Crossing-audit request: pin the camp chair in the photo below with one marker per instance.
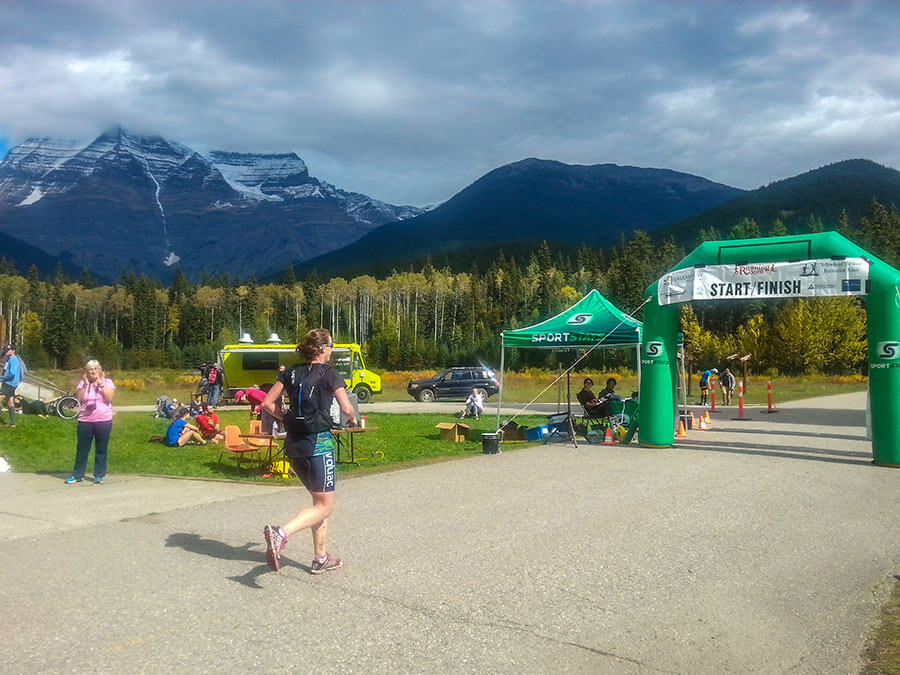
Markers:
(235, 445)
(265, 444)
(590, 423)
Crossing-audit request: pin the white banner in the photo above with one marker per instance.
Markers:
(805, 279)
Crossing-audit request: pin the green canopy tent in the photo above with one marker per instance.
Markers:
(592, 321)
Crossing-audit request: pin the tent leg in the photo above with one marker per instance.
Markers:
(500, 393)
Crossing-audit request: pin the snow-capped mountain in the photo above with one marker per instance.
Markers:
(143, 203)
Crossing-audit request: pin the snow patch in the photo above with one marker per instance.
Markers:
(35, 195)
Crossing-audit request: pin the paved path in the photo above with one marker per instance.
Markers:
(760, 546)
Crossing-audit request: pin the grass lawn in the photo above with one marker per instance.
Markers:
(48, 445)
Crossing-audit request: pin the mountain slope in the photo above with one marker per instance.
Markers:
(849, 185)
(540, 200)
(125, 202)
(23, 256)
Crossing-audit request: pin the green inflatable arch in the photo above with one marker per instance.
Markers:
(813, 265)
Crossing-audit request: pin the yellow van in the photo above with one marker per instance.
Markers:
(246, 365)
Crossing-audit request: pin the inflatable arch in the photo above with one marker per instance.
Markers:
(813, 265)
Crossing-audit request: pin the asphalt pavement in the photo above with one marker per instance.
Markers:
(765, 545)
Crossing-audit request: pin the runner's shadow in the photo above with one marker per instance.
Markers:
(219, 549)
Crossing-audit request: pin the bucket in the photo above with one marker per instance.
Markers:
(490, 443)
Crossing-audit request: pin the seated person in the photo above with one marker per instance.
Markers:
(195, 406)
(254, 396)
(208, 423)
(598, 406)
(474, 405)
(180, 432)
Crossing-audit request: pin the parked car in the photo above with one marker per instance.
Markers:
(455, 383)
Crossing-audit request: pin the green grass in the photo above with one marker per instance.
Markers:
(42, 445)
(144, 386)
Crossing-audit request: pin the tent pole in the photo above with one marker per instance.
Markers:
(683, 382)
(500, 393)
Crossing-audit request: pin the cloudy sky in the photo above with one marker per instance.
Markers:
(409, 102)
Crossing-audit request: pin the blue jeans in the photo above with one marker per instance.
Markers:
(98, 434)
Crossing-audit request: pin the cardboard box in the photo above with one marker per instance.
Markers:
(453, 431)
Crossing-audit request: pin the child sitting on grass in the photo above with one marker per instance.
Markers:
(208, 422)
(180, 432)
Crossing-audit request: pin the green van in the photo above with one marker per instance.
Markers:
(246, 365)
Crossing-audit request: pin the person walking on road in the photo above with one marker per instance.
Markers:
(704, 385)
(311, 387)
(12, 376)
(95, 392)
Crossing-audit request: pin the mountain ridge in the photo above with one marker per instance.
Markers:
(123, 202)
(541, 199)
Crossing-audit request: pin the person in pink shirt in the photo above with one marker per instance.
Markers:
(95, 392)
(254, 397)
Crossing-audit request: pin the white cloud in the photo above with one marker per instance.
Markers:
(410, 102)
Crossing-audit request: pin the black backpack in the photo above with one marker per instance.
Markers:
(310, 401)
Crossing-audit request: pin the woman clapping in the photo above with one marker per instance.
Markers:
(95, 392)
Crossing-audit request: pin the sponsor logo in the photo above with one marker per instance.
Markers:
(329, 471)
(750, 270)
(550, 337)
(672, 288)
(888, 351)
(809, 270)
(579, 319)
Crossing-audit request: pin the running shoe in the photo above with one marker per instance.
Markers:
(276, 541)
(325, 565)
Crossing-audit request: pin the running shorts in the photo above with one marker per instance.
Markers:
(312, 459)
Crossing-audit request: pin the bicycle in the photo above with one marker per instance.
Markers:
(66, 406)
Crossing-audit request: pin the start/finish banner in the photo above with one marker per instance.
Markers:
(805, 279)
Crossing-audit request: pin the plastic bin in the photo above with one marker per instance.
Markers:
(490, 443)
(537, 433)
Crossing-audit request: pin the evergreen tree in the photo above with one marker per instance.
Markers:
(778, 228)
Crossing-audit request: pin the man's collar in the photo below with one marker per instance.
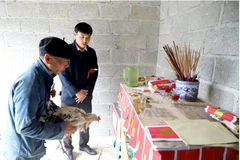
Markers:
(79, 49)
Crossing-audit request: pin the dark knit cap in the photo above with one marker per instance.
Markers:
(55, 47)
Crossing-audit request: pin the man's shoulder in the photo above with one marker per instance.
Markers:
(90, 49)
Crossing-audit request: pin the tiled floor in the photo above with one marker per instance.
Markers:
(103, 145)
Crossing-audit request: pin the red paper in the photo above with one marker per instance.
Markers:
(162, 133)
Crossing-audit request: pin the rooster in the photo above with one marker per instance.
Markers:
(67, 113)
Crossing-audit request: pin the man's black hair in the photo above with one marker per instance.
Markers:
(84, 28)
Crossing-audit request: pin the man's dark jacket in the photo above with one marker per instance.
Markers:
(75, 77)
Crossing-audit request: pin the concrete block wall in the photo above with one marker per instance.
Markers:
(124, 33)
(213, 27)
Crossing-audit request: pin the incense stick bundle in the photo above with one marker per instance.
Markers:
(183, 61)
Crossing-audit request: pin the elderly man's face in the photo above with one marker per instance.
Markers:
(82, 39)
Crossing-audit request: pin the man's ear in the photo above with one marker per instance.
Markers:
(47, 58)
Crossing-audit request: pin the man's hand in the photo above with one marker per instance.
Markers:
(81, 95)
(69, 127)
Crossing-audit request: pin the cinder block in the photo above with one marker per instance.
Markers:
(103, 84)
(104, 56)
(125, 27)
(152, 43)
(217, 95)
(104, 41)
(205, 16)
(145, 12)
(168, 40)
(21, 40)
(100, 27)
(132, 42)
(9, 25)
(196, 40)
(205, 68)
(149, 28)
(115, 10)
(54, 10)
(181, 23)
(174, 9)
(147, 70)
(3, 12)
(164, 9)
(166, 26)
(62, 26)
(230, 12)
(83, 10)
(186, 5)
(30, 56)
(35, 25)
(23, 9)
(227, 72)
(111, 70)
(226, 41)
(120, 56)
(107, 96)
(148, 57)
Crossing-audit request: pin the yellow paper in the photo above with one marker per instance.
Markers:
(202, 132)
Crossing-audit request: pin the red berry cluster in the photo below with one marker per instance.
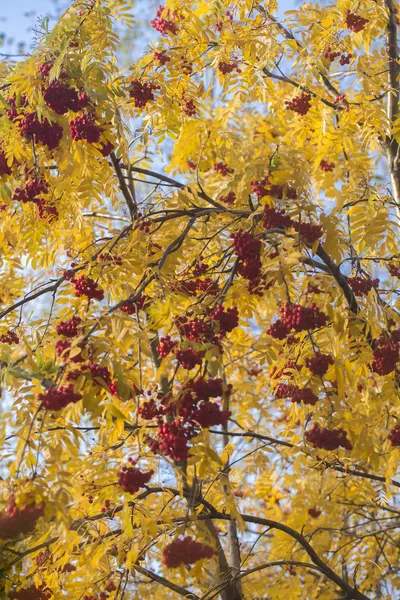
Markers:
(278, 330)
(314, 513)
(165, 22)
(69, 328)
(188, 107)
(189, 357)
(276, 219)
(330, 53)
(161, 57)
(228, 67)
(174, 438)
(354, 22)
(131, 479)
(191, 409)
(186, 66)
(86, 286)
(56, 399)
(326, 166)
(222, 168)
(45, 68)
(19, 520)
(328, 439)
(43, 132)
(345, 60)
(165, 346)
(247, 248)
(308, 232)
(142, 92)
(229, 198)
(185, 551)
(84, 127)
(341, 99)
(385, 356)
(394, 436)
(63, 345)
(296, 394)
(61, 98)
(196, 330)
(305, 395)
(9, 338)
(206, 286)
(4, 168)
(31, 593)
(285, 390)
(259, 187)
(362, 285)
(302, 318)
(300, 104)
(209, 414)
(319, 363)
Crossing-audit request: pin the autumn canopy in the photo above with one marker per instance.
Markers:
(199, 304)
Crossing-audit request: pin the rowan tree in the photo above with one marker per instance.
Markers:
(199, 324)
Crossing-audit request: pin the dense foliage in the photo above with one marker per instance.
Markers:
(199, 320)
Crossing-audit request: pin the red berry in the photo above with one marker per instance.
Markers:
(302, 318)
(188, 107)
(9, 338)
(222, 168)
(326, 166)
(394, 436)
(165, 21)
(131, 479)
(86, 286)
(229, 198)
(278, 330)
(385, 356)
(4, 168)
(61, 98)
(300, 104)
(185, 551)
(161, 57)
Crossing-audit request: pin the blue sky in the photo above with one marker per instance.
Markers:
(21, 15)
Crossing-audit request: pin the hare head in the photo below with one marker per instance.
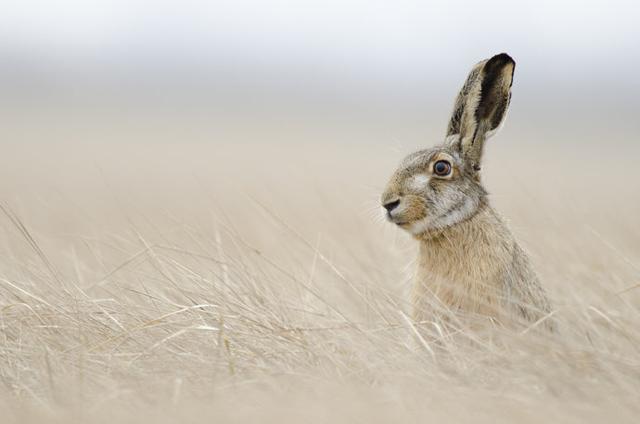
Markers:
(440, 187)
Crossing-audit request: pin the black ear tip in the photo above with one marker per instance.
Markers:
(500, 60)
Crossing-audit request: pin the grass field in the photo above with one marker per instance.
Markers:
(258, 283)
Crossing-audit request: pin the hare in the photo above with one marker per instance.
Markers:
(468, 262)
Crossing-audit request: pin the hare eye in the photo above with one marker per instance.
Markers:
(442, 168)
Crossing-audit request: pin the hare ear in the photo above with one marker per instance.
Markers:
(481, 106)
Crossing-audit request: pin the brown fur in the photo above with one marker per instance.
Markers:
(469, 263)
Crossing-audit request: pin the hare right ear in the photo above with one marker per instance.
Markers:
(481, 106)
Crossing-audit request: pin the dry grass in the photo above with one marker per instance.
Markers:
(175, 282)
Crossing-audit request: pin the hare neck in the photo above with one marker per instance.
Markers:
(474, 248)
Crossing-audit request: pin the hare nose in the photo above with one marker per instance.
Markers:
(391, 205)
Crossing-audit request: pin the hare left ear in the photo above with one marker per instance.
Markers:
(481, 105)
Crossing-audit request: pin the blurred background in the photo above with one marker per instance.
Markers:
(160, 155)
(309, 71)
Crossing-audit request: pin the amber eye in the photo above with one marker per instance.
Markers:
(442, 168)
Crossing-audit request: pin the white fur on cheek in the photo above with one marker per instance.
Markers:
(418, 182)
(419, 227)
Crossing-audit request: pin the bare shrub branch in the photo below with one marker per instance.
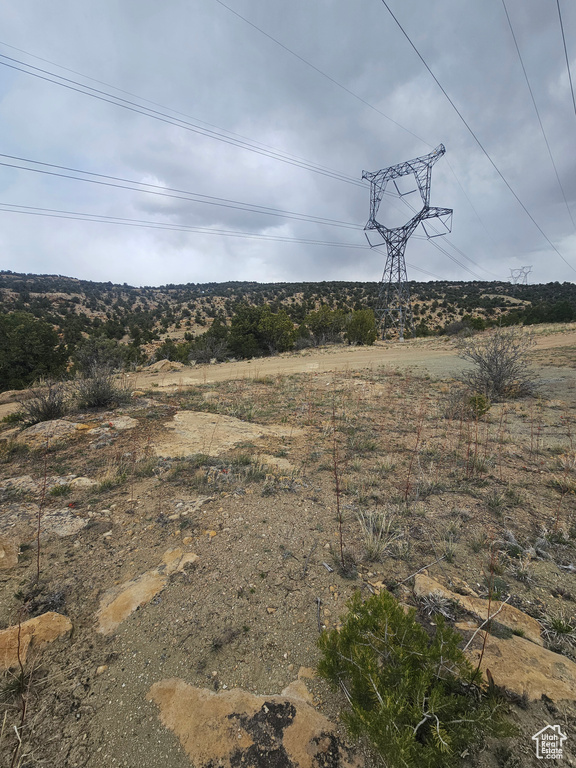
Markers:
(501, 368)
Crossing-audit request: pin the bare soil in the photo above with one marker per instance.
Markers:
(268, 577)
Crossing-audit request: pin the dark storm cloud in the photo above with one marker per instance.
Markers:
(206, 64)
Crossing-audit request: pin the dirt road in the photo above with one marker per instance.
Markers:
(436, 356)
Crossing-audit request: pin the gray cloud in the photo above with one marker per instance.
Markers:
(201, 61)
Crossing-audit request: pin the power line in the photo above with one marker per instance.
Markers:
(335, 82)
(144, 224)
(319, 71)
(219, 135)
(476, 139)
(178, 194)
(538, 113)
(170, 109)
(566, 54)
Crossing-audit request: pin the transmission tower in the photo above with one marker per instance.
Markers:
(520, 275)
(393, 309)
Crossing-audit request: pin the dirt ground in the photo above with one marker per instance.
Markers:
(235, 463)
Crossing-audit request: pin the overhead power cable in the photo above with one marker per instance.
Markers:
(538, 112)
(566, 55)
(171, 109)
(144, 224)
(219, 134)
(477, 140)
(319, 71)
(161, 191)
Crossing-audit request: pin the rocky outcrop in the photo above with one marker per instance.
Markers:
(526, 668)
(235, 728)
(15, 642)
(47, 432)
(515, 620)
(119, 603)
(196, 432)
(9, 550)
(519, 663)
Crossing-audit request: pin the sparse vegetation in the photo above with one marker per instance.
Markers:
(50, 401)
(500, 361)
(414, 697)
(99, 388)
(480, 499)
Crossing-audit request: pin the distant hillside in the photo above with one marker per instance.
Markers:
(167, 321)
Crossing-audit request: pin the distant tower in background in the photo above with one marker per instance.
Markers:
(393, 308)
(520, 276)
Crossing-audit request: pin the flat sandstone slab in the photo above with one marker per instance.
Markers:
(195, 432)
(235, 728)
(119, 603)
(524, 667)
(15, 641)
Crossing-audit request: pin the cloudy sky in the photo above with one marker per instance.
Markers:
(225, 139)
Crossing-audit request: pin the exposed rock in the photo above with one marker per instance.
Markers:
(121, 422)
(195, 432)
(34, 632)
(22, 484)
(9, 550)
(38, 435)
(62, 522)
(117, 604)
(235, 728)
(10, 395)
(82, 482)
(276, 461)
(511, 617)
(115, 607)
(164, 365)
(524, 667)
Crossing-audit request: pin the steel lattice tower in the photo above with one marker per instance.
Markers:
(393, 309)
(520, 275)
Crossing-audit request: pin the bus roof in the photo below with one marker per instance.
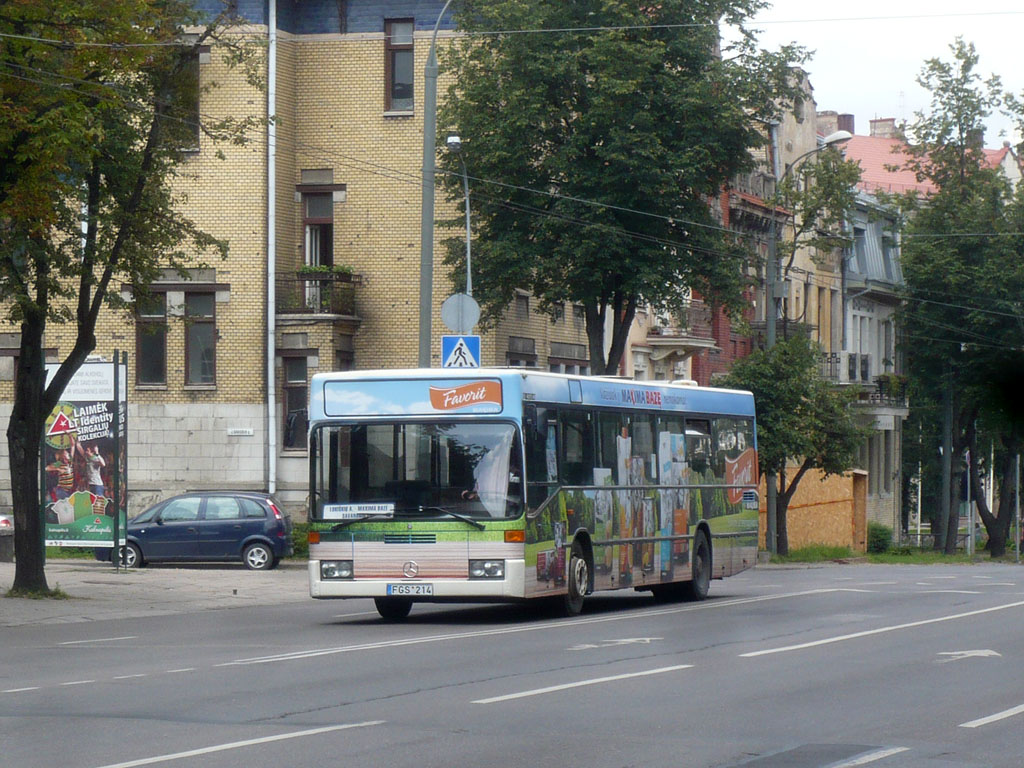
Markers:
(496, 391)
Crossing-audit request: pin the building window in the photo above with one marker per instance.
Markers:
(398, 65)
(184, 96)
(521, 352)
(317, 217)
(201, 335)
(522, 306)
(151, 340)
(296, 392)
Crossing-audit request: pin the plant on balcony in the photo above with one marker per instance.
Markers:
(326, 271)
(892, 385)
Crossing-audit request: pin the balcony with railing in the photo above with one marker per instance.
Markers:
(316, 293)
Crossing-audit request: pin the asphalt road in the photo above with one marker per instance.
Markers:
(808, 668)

****************

Your objective: Please find, in the entries above, every line where "tree" occurs, and copy it.

Response:
Crossing-audit request: pin the evergreen tree in the photo above with one marker per instance.
Crossing-audit request: pin the rowan tree in the photo above with one marker per instance.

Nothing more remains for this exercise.